== Selected text ==

= = =

With this fix, we have solved our problem of the stalled sender. Originally, the sender had to wait for the re-sent 101 to be acked before sending new packets. Now, the sender is now able to keep sending packets before the re-sent 101 is acked.

We also solved the secondary problem from earlier, where the window leapt forward and we sent a burst of new packets (111 through 115). Now, 111 through 114 were sent out earlier, and when the window leapt forward, we only had to send out 115.

Without this fix, we had to stall for another round-trip while waiting for the burst of 111 through 115 to be acked. Now, because we stayed busy earlier and sent out 111 through 114, they’ll get acked earlier, and we can keep sending 116 and beyond without that entire RTT of stalling.

Another way to look at this fix is to focus on the packets in the artificially-extended window.

When we get the third duplicate ack, the CWND shrinks to 5, but we artificially extend for the 3 duplicate acks for a CWND of 8. If you look at this extended window, 3 of the packets are acked (102, 103, 104, though we don’t know it’s these), and the other 5 are in-flight. This achieves our intended window of 5 packets in-flight.

Next, when we get another ack(101) from 105, the window extends to 9. Again, if you look in this window, 4 of the packets are acked (we don’t know which), and the other 5 are in-flight, giving us our intended window of 5 in-flight packets.

When we get ack(101) from 106, the window extends to 10, including 5 received packets (from 5 duplicate acks), plus 5 in-flight packets (intended window size).

At every step, in our extended window, if you don’t count the packets that have been acked, there are exactly 5 packets in-flight in the window. Again, we don’t know exactly which packets in the window are acked, but we can use the duplicate acks to count how many packets were acked, and use that count to keep 5 in-flight packets.

When we get ack(101) from 107, the window extends to 11, including 6 received packets (from 6 duplicate acks). The other 5 packets in the window are allowed to be in-flight.

= = =

Point labeling dataset records

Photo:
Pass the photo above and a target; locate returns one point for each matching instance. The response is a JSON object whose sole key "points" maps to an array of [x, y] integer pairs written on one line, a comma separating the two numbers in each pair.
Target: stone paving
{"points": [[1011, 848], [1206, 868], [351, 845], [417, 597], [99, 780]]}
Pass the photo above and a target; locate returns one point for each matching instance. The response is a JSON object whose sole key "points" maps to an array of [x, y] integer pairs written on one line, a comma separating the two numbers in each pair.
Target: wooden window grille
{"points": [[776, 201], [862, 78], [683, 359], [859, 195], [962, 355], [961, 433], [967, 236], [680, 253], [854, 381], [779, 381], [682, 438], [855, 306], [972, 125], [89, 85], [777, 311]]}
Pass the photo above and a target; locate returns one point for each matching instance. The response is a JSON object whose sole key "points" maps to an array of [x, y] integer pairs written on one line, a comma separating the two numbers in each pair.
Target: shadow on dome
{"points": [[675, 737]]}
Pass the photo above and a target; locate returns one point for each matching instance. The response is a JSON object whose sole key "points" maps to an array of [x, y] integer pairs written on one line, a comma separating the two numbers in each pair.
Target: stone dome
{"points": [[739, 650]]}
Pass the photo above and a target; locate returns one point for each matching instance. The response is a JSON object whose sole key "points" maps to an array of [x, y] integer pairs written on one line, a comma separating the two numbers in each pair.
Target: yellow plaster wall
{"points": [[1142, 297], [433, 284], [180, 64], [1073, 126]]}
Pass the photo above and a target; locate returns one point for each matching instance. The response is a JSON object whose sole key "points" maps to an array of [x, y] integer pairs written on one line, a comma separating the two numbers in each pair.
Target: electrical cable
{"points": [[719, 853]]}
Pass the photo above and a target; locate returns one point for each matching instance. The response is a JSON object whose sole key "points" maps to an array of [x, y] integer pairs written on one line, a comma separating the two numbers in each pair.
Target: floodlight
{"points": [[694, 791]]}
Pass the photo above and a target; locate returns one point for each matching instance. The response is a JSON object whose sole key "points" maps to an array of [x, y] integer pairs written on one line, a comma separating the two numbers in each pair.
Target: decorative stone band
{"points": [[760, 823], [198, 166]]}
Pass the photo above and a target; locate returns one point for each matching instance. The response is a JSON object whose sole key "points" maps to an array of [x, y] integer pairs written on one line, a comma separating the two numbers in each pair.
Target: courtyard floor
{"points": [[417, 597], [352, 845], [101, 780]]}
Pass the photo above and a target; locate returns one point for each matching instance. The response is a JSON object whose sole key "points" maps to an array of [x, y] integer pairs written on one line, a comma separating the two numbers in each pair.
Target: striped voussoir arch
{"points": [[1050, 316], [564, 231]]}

= = =

== Instruction A ==
Say whether each statement agrees with the congestion window passage, answering yes or no and quoting its deciding words: (i) After the third duplicate ack, the CWND shrinks to 5. (ii) The sender knows exactly which packets in the extended window have been acked. (iii) When ack(101) arrives from 106, the window extends to 9.
== Instruction B ==
Retype the congestion window passage starting at "Without this fix, we" and ending at "5 packets in-flight.".
Use only the congestion window passage.

== Task result A ==
(i) Yes: "the CWND shrinks to 5"
(ii) No: "we don’t know exactly which packets in the window are acked"
(iii) No: "When we get ack(101) from 106, the window extends to 10"

== Task result B ==
Without this fix, we had to stall for another round-trip while waiting for the burst of 111 through 115 to be acked. Now, because we stayed busy earlier and sent out 111 through 114, they’ll get acked earlier, and we can keep sending 116 and beyond without that entire RTT of stalling.

Another way to look at this fix is to focus on the packets in the artificially-extended window.

When we get the third duplicate ack, the CWND shrinks to 5, but we artificially extend for the 3 duplicate acks for a CWND of 8. If you look at this extended window, 3 of the packets are acked (102, 103, 104, though we don’t know it’s these), and the other 5 are in-flight. This achieves our intended window of 5 packets in-flight.